───── DATA PROVIDED
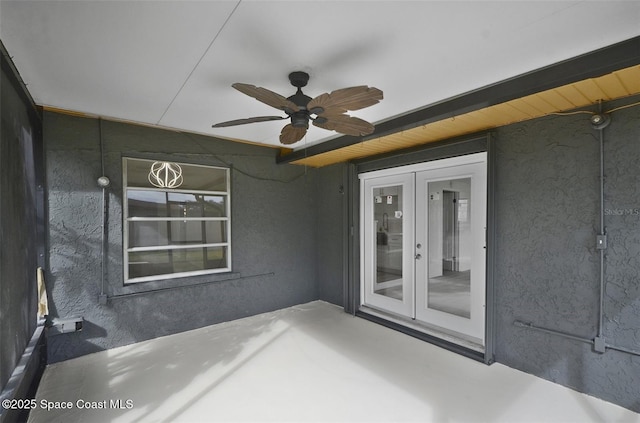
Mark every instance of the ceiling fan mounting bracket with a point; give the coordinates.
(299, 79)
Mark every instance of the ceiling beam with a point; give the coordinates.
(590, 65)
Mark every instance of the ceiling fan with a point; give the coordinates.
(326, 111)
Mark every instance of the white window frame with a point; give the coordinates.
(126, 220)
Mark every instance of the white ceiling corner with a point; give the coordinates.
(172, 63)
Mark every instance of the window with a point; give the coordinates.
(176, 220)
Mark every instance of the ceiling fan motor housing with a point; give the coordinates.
──────────
───── DATA PROVIDED
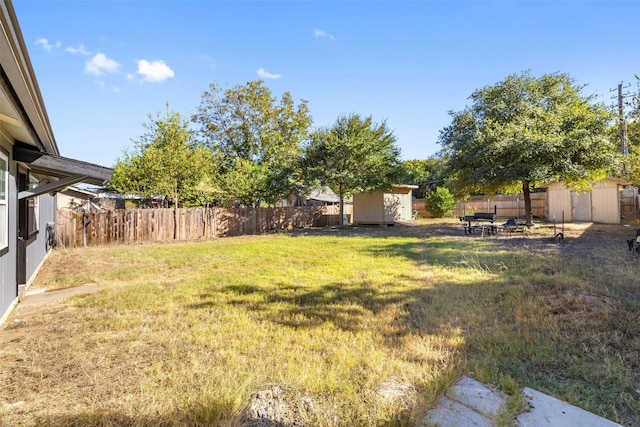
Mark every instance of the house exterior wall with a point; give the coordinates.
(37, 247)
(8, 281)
──────────
───── DATA PROVIDED
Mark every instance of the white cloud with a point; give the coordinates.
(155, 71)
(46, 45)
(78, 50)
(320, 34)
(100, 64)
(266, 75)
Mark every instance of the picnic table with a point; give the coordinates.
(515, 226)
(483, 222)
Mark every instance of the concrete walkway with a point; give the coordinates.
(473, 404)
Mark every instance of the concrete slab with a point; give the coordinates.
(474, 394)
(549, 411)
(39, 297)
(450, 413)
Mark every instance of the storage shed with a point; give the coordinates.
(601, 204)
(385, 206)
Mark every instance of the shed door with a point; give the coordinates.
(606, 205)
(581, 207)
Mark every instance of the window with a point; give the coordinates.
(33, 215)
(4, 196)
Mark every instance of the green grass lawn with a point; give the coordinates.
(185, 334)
──────────
STATED TASK - Gather every line of the data above that contains the string "concrete", treating uppercase and lowercase letters as distinct.

SOLUTION TO THE EXERCISE -
Mark every instance of the concrete walkway with a point; give the coordinates.
Mark every instance of the concrete slab with a point; give the coordinates.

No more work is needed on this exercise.